[TASK DIRECTIONS]:
Change every "eyeglasses" in the material to "spectacles" and give the lines again with everything else kept as is, leaving out the pictures.

(Excerpts from a detection dataset)
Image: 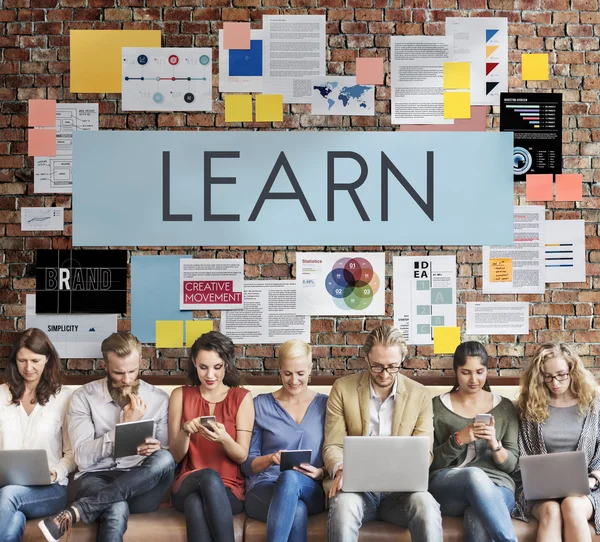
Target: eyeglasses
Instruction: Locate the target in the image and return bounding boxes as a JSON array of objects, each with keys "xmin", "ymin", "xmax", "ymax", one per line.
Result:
[
  {"xmin": 369, "ymin": 363, "xmax": 400, "ymax": 375},
  {"xmin": 543, "ymin": 373, "xmax": 571, "ymax": 384}
]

[FINISHED EXERCISE]:
Image: 
Target: spectacles
Instruction: Locate the target in the image and return bounding boxes as a JSON array of objects, each with keys "xmin", "ymin", "xmax", "ymax", one per line.
Result:
[
  {"xmin": 369, "ymin": 363, "xmax": 400, "ymax": 375},
  {"xmin": 543, "ymin": 373, "xmax": 571, "ymax": 384}
]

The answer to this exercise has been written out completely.